> **ENTRIES SUPPLIED**:
- - - - -
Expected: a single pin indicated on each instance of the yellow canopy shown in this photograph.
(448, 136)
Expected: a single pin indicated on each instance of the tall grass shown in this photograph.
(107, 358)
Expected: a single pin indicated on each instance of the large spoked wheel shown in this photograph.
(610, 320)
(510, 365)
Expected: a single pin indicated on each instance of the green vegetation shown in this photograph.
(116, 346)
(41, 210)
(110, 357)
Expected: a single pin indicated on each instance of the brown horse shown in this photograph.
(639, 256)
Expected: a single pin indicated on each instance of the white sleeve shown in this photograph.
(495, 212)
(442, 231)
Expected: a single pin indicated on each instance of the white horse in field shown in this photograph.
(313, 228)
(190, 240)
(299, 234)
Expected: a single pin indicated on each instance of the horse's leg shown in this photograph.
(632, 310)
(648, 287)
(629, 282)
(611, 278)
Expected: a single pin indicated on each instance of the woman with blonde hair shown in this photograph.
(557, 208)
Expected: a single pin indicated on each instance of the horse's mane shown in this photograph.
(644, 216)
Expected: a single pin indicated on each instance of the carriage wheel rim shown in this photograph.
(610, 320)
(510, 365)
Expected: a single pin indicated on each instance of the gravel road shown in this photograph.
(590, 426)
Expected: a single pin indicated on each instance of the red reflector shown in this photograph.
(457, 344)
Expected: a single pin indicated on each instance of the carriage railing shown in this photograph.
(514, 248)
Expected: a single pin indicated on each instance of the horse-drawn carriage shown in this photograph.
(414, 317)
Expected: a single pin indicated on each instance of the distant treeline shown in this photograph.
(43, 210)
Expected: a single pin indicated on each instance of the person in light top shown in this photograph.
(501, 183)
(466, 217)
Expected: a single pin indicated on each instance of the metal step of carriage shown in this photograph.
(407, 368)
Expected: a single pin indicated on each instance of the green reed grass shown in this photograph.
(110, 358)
- - - - -
Please copy the whole of the material exactly as written.

> **YOUR RESPONSE**:
Expected: a single pin indicated on each instance of the yellow canopy shown in this photograph.
(448, 136)
Expected: a single pin indicated on each instance of the tall grass shown in this photograph.
(107, 358)
Expected: a single pin indicated on each instance of the large spoked wheel shown in this photograph.
(610, 320)
(510, 365)
Expected: a single pin indicated on each instance of the green vegetation shown in this photograph.
(116, 346)
(41, 210)
(110, 357)
Expected: a single pin indicated on each instance of the brown horse shown in this photograph.
(639, 256)
Expected: a single pin indicated on each instance of the white sleeve shown in this photograph.
(495, 212)
(442, 231)
Expected: a single pin indicated on each instance of the white horse in field shown in this photograph.
(313, 228)
(190, 240)
(299, 234)
Expected: a single pin indicated on each instance of the horse's leg shown in this photograph.
(632, 310)
(648, 287)
(629, 282)
(611, 278)
Expected: a single pin indicated on each instance of the woman with blonde hair shown in this photograph.
(557, 208)
Expected: a single pin indicated on each instance of the horse's mane shown in this photograph.
(644, 216)
Expected: a single pin indicated on each instance of the carriage wheel rim shown in this photograph.
(610, 320)
(510, 365)
Expected: a single pin indicated on each instance of the gravel road shown in this photograph.
(590, 426)
Expected: a single pin indicated on each instance of the red reflector shown in this photograph.
(457, 344)
Expected: a single pin indicated on each instance of the carriage railing shown in this photograph.
(514, 248)
Expected: a single pin indicated on each instance of the horse-drawn carriage shown in this photograph.
(414, 317)
Expected: a single pin indicated on each instance of the distant treeline shown in this photograph.
(43, 210)
Expected: a single pin indicated on each instance of the person in light top shown in this photograph.
(501, 183)
(466, 217)
Expected: a single pin indicated on each instance of the metal step of carriage shown in this photograph.
(407, 368)
Expected: a single pin indicated on each instance of the green reed grass shown in this photograph.
(110, 358)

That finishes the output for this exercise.